_Work request_. Every line containing the word "tile" is to be copied from the data below.

_Task input_.

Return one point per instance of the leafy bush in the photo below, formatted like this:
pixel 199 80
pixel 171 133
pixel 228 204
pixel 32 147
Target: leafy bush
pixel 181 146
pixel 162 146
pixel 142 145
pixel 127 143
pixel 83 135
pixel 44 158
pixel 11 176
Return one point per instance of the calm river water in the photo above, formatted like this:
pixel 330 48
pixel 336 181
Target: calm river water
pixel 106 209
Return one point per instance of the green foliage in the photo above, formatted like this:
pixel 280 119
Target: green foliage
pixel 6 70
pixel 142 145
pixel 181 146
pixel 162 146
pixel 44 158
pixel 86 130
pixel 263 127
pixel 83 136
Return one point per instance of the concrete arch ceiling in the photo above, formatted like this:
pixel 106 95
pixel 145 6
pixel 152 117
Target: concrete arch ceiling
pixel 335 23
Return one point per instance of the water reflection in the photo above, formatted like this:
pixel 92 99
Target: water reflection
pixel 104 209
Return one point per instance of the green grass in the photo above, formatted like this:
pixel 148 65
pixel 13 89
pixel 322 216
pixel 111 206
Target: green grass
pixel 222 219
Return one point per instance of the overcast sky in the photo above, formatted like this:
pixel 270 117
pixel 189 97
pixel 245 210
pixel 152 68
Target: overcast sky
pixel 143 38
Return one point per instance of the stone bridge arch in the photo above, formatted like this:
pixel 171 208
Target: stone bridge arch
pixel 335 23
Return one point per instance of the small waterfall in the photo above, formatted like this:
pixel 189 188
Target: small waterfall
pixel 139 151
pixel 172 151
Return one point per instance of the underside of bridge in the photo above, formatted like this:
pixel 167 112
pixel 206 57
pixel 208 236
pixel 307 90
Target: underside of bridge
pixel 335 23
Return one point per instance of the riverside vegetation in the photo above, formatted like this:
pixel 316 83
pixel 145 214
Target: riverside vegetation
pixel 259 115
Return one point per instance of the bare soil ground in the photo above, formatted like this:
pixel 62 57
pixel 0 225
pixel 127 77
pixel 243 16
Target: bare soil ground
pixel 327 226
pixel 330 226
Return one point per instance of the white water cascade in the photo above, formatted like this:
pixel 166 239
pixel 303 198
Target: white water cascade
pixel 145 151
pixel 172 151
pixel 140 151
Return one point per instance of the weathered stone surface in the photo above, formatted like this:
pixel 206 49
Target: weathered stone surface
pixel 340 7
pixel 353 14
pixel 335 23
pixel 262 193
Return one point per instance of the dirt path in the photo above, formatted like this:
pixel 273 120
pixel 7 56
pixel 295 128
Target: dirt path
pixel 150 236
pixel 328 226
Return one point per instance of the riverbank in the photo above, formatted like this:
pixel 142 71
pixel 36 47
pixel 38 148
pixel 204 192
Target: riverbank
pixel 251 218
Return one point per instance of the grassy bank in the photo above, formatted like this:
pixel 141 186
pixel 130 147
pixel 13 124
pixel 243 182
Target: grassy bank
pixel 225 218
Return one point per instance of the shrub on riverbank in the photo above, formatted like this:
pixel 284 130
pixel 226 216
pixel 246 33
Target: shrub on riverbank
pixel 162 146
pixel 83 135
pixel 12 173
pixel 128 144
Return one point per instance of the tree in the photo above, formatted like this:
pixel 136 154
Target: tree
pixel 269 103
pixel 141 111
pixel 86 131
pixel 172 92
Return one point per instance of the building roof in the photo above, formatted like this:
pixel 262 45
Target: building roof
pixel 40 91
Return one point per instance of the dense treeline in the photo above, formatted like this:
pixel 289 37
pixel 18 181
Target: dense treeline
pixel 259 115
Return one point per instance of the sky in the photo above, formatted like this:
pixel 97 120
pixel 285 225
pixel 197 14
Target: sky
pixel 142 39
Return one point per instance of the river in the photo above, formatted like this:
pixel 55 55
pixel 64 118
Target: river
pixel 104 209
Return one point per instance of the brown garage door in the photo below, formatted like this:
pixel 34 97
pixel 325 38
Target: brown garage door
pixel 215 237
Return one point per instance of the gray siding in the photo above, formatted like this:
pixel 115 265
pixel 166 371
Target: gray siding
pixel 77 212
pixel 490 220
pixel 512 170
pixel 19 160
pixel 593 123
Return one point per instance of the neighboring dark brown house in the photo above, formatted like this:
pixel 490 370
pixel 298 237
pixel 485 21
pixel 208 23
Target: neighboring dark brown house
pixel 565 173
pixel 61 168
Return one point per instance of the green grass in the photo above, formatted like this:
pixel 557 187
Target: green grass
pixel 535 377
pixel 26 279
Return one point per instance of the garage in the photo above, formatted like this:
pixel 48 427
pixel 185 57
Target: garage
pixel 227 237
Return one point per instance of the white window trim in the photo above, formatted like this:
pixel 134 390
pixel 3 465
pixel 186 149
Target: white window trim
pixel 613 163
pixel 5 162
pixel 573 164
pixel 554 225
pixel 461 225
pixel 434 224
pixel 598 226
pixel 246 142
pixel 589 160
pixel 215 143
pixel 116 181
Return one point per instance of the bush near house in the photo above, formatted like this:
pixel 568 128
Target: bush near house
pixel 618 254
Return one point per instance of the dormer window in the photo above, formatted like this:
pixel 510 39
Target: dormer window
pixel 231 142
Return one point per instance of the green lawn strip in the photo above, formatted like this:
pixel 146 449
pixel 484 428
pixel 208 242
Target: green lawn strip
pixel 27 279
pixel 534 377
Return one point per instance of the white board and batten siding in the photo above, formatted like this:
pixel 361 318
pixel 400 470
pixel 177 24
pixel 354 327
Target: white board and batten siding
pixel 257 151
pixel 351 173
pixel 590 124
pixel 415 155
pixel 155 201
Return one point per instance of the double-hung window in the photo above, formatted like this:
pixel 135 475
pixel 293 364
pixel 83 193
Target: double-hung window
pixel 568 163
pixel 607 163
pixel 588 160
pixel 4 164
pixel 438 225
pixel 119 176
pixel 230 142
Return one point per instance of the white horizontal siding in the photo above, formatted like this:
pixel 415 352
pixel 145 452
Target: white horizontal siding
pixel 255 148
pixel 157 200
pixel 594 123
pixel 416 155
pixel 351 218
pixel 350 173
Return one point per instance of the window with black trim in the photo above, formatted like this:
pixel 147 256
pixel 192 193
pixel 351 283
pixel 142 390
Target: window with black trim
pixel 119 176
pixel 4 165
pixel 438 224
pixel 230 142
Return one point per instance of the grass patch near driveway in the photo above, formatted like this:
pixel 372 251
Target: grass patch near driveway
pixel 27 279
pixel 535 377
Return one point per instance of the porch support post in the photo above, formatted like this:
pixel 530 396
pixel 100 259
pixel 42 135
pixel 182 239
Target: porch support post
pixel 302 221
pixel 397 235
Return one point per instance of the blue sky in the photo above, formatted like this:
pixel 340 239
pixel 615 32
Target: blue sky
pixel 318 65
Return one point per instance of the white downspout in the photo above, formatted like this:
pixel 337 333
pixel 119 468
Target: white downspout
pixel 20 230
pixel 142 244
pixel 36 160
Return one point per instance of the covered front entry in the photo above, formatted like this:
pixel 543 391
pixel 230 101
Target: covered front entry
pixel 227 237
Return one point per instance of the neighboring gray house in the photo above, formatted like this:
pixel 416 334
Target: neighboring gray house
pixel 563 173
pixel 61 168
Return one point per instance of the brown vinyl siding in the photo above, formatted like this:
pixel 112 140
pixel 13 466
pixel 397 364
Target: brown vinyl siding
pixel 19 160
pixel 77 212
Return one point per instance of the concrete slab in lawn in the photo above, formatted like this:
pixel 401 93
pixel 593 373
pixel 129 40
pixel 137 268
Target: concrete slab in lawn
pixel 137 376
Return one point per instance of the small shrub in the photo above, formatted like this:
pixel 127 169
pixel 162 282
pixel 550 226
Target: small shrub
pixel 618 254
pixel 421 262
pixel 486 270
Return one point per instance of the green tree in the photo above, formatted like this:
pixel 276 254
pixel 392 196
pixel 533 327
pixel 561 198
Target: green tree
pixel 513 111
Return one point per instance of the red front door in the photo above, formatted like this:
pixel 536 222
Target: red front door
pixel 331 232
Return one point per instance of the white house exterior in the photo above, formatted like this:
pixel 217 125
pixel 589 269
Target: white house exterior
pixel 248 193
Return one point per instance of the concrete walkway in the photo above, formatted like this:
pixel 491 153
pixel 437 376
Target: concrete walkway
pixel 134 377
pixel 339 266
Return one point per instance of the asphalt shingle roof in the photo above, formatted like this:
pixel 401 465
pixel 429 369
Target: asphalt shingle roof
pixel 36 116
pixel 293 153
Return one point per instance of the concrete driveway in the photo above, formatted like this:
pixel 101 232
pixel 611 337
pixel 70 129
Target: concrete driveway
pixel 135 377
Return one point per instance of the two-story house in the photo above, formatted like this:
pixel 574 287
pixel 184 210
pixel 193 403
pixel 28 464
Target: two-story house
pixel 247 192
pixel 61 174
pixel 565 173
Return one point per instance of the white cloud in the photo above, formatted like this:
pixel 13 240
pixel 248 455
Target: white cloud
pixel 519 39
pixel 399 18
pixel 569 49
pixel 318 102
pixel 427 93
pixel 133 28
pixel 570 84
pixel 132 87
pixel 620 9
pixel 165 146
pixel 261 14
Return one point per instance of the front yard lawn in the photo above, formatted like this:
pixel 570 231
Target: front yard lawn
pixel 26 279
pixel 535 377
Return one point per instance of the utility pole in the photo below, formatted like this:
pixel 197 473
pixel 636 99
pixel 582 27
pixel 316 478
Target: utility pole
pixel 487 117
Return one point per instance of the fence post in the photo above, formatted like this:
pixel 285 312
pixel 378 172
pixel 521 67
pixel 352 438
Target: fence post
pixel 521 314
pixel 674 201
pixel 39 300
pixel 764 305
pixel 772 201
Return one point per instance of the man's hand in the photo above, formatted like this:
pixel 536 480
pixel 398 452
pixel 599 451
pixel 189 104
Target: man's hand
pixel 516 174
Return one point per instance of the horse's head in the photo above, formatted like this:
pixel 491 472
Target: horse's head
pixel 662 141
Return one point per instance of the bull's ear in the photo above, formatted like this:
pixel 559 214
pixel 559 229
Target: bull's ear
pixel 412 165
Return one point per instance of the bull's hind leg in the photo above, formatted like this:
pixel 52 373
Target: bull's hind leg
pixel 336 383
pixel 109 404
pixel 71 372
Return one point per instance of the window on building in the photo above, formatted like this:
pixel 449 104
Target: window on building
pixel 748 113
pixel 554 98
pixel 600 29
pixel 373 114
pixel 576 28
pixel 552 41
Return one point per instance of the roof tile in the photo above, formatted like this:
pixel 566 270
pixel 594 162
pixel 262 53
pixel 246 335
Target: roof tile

_Output for this task_.
Return one point per instance of the roof tile in the photo above, formatted like this:
Target: roof tile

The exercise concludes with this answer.